*Information shown:*
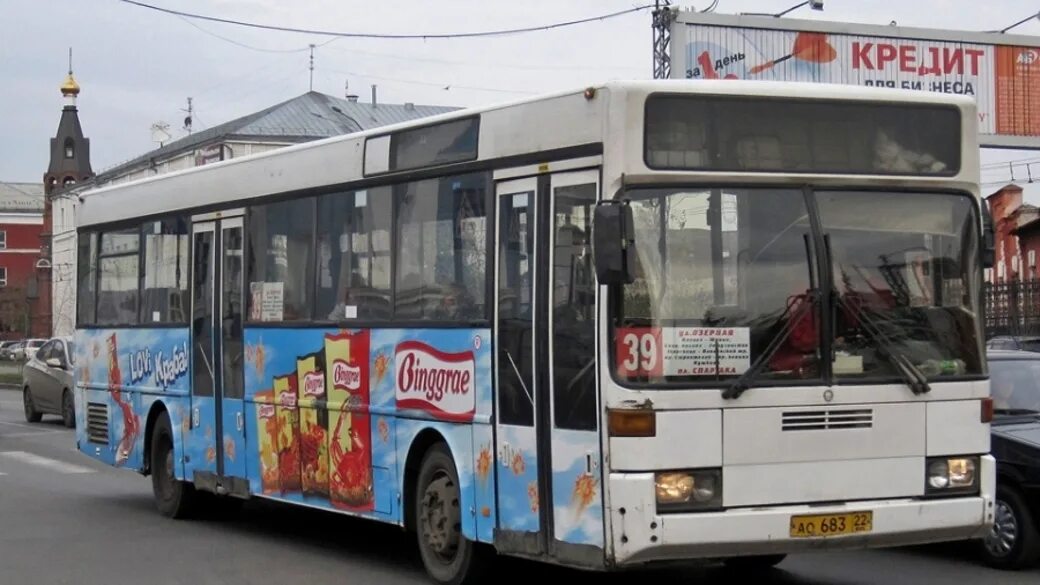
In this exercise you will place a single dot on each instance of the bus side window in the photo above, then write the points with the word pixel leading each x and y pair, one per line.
pixel 442 249
pixel 353 276
pixel 281 258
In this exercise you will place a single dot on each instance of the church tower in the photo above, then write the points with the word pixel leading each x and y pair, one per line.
pixel 70 164
pixel 70 150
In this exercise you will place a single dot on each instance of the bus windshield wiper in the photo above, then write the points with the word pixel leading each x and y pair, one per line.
pixel 795 318
pixel 910 373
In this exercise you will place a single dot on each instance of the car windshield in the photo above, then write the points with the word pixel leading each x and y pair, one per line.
pixel 1015 385
pixel 720 272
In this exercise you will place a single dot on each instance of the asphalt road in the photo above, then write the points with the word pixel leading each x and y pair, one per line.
pixel 65 519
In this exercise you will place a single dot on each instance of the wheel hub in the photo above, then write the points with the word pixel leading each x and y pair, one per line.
pixel 441 517
pixel 1005 532
pixel 166 479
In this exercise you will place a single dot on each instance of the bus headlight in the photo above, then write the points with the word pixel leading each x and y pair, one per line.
pixel 687 489
pixel 946 475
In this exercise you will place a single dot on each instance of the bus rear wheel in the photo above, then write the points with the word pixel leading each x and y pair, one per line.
pixel 448 557
pixel 175 499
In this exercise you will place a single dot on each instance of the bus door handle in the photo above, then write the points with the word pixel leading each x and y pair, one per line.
pixel 591 462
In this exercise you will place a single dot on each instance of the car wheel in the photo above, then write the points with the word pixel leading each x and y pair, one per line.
pixel 1013 542
pixel 68 409
pixel 448 557
pixel 175 499
pixel 31 414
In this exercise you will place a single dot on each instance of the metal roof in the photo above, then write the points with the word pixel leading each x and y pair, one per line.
pixel 312 116
pixel 26 198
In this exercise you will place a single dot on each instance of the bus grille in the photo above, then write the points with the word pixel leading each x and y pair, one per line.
pixel 827 420
pixel 97 423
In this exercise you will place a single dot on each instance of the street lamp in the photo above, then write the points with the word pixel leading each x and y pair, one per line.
pixel 814 4
pixel 1023 21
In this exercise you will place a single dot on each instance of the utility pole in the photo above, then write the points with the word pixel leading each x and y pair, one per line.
pixel 663 17
pixel 312 68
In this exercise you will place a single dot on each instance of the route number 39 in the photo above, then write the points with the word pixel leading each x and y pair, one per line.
pixel 639 352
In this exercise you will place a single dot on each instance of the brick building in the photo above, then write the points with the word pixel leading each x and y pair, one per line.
pixel 21 226
pixel 1011 215
pixel 308 117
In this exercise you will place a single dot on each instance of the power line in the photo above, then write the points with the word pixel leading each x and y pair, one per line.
pixel 430 83
pixel 387 35
pixel 242 45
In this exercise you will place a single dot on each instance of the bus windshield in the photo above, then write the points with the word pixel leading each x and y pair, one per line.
pixel 723 274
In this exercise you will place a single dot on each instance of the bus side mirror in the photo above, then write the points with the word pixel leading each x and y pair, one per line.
pixel 988 238
pixel 614 243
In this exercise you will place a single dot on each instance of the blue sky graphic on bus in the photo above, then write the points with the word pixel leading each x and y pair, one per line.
pixel 112 367
pixel 345 455
pixel 518 491
pixel 577 503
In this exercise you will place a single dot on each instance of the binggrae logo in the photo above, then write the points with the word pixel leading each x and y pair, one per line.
pixel 432 380
pixel 313 384
pixel 170 366
pixel 344 376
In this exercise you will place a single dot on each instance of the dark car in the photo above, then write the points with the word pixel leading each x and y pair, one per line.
pixel 1015 386
pixel 1028 344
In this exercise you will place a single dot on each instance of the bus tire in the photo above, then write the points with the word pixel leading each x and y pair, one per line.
pixel 175 499
pixel 448 557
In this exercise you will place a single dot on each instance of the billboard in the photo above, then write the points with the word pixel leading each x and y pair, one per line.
pixel 1002 72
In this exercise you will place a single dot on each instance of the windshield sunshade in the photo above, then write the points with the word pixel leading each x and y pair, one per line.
pixel 883 283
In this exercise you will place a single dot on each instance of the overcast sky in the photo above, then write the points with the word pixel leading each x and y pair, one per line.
pixel 137 67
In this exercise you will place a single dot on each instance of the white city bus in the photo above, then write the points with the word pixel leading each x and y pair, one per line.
pixel 638 323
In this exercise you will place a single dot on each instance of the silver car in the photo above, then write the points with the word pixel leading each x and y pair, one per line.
pixel 47 382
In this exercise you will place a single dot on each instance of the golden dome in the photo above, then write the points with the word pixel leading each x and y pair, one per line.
pixel 70 87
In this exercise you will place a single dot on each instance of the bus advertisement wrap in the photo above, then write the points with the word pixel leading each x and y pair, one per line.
pixel 1003 78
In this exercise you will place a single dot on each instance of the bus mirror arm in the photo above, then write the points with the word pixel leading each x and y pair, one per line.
pixel 614 243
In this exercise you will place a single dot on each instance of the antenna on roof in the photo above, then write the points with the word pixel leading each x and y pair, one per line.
pixel 187 119
pixel 160 132
pixel 312 68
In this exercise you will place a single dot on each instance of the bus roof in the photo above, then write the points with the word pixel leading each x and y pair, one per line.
pixel 340 159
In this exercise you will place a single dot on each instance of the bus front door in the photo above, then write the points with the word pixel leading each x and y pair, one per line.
pixel 215 443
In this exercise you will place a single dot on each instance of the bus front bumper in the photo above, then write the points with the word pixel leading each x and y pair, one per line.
pixel 640 535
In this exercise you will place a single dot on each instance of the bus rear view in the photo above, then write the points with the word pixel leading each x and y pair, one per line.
pixel 791 354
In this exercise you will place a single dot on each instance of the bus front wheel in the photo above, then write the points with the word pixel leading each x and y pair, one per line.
pixel 448 557
pixel 174 498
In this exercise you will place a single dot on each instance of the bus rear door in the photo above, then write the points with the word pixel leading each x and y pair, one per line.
pixel 547 435
pixel 215 447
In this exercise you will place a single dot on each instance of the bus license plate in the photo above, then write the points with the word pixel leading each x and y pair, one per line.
pixel 831 525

*Task directions:*
Take the entries above and restate them word for word, minus their images.

*Answer below:*
In this exercise you will place a single dot on each instance of the bus side window in the photo above, then write the points with the word pixel leading each x and y pair, one per line.
pixel 442 249
pixel 353 276
pixel 281 258
In this exercise you will place a single dot on each instance of the church tower in the photo above, then write the points with the word pixel leading each x and y pair, one per line.
pixel 70 164
pixel 70 150
In this exercise you will place a single dot on each instance of the bus windshield wiper in the photo above, then write the points with the word pixel leading each x and y pair, one per line.
pixel 795 318
pixel 910 373
In this exercise you will place a single dot on each instance of the car windshield in the photo above, then write the points with the word pixel leading each x and y pair, one per line.
pixel 1015 385
pixel 720 272
In this exercise you will place a single dot on each instance of the asphalt road in the photo above, then write the points with the word pixel leading each x and y pair, one per line.
pixel 65 519
In this exercise you will place a single dot on each instance of the wheel hub in the photo above, then write the points with the word pixel leading each x and y pair, one per line.
pixel 441 517
pixel 1005 532
pixel 166 479
In this exercise you will place a single dot on each instance of the bus headlight in the photo above, then write the points with the word pixel leading each x and y pair, one per line.
pixel 687 489
pixel 946 475
In this exercise you will place a single dot on each instance of the bus rear wheel in the photo above, then write the points with the word pixel leading each x and y pair, one per line.
pixel 448 557
pixel 175 499
In this exercise you will place a single dot on each instance of the bus door handle in the photo above, then write the points with the word pixel leading each x and y pair, one per line.
pixel 591 462
In this exercise you will place a single dot on each instance of the car wheel in the photo above, then write the points with the word pixel leading each x and y pair, one per line.
pixel 1013 542
pixel 68 409
pixel 448 557
pixel 175 499
pixel 31 414
In this exercise you will place a single dot on each instance of the metal roof in the photo above, then write the points with the word pixel leading each x and y pair, one per line.
pixel 312 116
pixel 26 198
In this exercise you will place a single dot on each instance of the bus grille in the photo above, then write the points with the word pixel leading each x and y pair, one per line.
pixel 827 420
pixel 97 423
In this exercise you will place a single dot on each instance of the street lamp in the photo above, then write the points with the word pixel leading each x and y pair, one per line.
pixel 814 4
pixel 1023 21
In this exercise you will place a single dot on each instance of the utility pole in the photo above, then write the points with the word pixel leading each x and y pair, one per line.
pixel 663 17
pixel 312 68
In this exercise you will place a single dot on each instance of the route number 39 in the photo above, then write the points with the word pixel leading each x and y pair, one per line.
pixel 639 352
In this exercise you will place a single dot on each instance of the brick building in the photo above, then write the points with the word pixel leading each x and y pair, one per line.
pixel 21 226
pixel 1011 215
pixel 308 117
In this exercise you will place a single dot on each instance of the power line in the photo above, then write the points with the word pixel leading each x and y pair, one per line.
pixel 430 83
pixel 387 35
pixel 242 45
In this exercise you will place a single dot on each instance of the bus windshield in the photo above, then write the points with the word pixel leading each x and y pair, one per line.
pixel 723 274
In this exercise you will place a single dot on each instance of the bus side mirror in the photo above, then write the points with the word pixel leading each x and y pair, one per line.
pixel 988 238
pixel 614 243
In this exercise you will place a single dot on each instance of the blue sky graphic on bus in the photo above, then write the points with the word pixel leading each x and y pair, one per line.
pixel 112 367
pixel 345 455
pixel 518 491
pixel 577 503
In this exercise you will place a single dot on each instance of the binggrae logo in the photo above, then write the points with the word pixel leading each x and y pair, one per line.
pixel 432 380
pixel 313 384
pixel 170 366
pixel 344 376
In this exercise you will place a single dot on each instance of the dark car in the photo above, then write the points with the word pixel leading each x and y pair, one per line.
pixel 1015 386
pixel 1028 344
In this exercise you will place a single dot on each instance of the bus tire in the photo above, then write the points with the word pixel leading each x and y pair, one per line.
pixel 175 499
pixel 448 557
In this exercise you will place a single dot on each instance of the billboard in the photo above, then write the points with the word pixel leading each x and y pair, one per line.
pixel 1002 72
In this exercise you will place a single dot on each instance of the windshield sunshade in the photo above, then write the points with the word pixel leading each x and y pair, one per line.
pixel 883 283
In this exercise you will place a single dot on each instance of the overcast sky in the photo above, then write the points with the word pixel leading each x and y pair, one per line.
pixel 137 67
In this exercise you will place a single dot on each instance of the white city bus in the photo above, then write the points with the word pixel leading each x and y pair, one per line.
pixel 638 323
In this exercise you will place a single dot on each instance of the silver car in the photo above, then write the points with the word pixel leading each x and y pair, one per line.
pixel 47 382
In this exercise you will place a single dot on each instance of the golden dome in the photo above, then write the points with the word pixel leading each x and y pair, one per line.
pixel 70 87
In this exercise you will place a single dot on each instance of the bus advertisement wrap in the photo above, then write the points with the word pixel leading each x and y pair, one per line.
pixel 1003 78
In this exercise you will place a single dot on each instance of the bus mirror arm in the photo above, then write the points with the word pixel leading each x and y pair, one per line.
pixel 614 243
In this exercise you will place a single dot on each instance of the antenna on roof in the photo above, then write the points with the word pixel leading each x and y pair, one per line.
pixel 187 119
pixel 160 132
pixel 312 68
In this exercise you will place a single dot on each instance of the bus roof in the photo above, then write the points with the word pixel leading each x and y pair, one per line.
pixel 340 159
In this exercise you will place a single dot on each instance of the bus front door in the photo above, then write the points with the word pixel leading each x and y pair, one per line.
pixel 215 443
In this exercise you will place a single dot on each instance of the bus front bumper in the photo above, then write the points with the word pixel leading each x and y pair, one per line.
pixel 640 535
In this exercise you will place a single dot on each instance of the bus rear view in the photo above, then write the points with the word pixel leading each x and y pair, one per line.
pixel 791 354
In this exercise you will place a single dot on each instance of the bus front wheel in the photo above, then write the points with the word pixel leading each x and y pair, one per line.
pixel 448 557
pixel 174 498
In this exercise you will place a single dot on each instance of the bus rear door in the photo above, then write the points with the word pixel leading each x and y pair, one per line.
pixel 547 435
pixel 215 447
In this exercise you will place a single dot on each instance of the bus license plate in the photo above, then write the points with the word pixel leading each x and y pair, one per line.
pixel 831 525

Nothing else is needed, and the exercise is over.